*** Excerpted data

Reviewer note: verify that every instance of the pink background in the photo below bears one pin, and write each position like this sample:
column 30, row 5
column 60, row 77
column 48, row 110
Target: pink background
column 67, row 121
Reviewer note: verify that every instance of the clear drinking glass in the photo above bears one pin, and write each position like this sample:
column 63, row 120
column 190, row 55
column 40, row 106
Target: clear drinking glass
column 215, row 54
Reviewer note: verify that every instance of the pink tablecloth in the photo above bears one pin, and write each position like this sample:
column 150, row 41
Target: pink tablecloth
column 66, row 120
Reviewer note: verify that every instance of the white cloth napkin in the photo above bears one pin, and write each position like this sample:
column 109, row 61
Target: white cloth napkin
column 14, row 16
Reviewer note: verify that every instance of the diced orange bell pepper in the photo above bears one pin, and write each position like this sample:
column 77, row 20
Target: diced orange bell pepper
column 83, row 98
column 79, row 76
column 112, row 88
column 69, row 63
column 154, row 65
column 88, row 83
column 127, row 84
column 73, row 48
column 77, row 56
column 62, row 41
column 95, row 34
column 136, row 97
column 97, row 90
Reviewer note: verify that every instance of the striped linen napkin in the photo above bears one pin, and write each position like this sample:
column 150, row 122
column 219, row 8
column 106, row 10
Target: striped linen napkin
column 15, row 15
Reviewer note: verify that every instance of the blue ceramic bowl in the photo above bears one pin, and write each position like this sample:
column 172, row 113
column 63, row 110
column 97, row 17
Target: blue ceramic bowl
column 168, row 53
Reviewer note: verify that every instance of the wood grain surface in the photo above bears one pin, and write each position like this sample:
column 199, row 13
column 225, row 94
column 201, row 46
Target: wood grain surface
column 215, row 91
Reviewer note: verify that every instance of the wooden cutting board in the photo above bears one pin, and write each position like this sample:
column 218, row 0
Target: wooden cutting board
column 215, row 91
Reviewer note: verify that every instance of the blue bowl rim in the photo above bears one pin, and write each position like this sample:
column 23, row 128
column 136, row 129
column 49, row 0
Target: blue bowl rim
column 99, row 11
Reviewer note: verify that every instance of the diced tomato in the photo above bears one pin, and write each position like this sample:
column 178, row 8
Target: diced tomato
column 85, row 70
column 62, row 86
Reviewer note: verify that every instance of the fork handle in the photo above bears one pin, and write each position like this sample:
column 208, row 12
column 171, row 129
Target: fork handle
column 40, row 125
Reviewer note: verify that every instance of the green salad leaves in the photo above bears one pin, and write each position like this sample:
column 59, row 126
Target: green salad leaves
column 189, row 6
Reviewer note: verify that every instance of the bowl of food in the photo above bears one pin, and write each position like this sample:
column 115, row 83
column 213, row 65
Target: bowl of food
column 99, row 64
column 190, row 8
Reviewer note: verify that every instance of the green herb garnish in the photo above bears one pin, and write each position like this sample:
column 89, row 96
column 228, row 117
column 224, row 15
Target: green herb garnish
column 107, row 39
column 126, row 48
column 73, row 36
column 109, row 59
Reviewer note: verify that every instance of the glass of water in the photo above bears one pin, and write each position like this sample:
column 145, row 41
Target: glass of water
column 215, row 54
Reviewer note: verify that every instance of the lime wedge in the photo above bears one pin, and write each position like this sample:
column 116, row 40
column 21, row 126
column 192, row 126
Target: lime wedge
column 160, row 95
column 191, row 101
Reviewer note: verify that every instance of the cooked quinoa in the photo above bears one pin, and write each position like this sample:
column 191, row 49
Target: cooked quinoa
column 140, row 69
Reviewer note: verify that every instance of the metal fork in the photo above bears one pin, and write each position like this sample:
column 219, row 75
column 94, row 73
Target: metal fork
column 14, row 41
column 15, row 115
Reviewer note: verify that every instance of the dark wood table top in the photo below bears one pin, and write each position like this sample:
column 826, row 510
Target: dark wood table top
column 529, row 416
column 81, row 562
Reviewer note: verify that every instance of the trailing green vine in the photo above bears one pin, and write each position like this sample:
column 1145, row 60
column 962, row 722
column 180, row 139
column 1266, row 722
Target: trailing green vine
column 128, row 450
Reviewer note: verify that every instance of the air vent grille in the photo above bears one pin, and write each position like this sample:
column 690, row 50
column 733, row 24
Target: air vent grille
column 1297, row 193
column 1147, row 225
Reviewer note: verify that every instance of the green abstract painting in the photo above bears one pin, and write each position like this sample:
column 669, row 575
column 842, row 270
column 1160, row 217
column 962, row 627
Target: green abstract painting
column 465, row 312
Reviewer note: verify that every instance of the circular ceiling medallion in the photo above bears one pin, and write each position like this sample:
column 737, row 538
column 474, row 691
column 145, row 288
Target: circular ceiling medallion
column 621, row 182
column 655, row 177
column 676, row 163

******

### Brief
Precisely the lines between those holding "Target: striped linen napkin" and "column 49, row 0", inclusive, are to be reproduced from the listing above, with nothing added.

### Result for this task
Target: striped linen napkin
column 15, row 15
Reviewer note: verify that every instance of the blue ceramic bowl in the photo above bears one pin, and write each position like this sample:
column 172, row 113
column 63, row 110
column 97, row 17
Target: blue ceramic bowl
column 168, row 53
Reviewer note: verify that every instance of the wood grain surface in the photo above bears one pin, and write each position like this sample:
column 199, row 13
column 225, row 94
column 201, row 46
Target: wood grain surface
column 215, row 91
Reviewer note: verify that every instance of the wooden cutting board in the photo above bears one pin, and write each position like this sample:
column 218, row 0
Target: wooden cutting board
column 215, row 91
Reviewer note: verify that every instance of the blue bowl rim in the photo above bears one pin, and write each position like this sample:
column 23, row 128
column 136, row 129
column 49, row 0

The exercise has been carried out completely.